WORK TO DO:
Rewrite the entries from the line with "of the thumb" to the line with "Target: white electrical outlet", swapping "dot" for "mark" and leaving everything else as it is.

DATA FOR PROCESSING:

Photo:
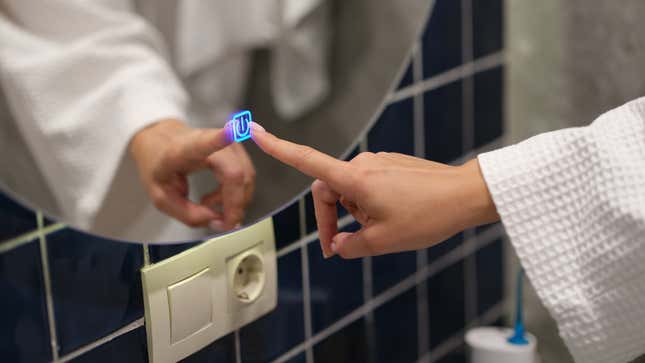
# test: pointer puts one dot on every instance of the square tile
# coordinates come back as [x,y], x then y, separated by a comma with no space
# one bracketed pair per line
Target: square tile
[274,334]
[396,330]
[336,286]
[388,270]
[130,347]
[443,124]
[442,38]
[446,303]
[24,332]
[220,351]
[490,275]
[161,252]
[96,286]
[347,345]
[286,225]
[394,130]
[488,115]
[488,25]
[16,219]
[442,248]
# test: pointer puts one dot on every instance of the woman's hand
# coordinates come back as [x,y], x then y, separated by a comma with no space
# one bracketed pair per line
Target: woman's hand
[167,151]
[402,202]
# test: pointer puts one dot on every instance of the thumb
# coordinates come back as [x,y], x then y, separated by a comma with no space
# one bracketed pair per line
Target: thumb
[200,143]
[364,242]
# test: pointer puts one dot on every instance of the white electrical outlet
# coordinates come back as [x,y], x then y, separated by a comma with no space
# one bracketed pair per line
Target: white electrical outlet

* * *

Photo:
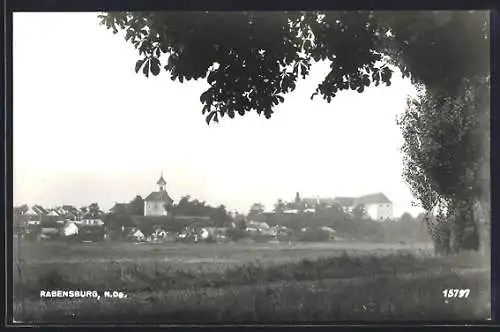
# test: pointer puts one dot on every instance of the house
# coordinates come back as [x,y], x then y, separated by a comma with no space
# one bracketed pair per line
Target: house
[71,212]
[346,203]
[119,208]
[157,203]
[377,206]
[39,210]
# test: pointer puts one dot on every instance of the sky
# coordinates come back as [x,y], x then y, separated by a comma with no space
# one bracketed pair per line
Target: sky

RESPONSE:
# test: pointer puts one mark on every instance of the thumb
# coordinates come back as [x,y], x then y, separated by a comma with no space
# one bracketed pair per line
Target: thumb
[200,143]
[364,242]
# test: pointer puts one mark on every instance of the white electrical outlet
# coordinates come back as [x,y], x then y, separated by a comma with no space
# one bracketed pair per line
Target: white electrical outlet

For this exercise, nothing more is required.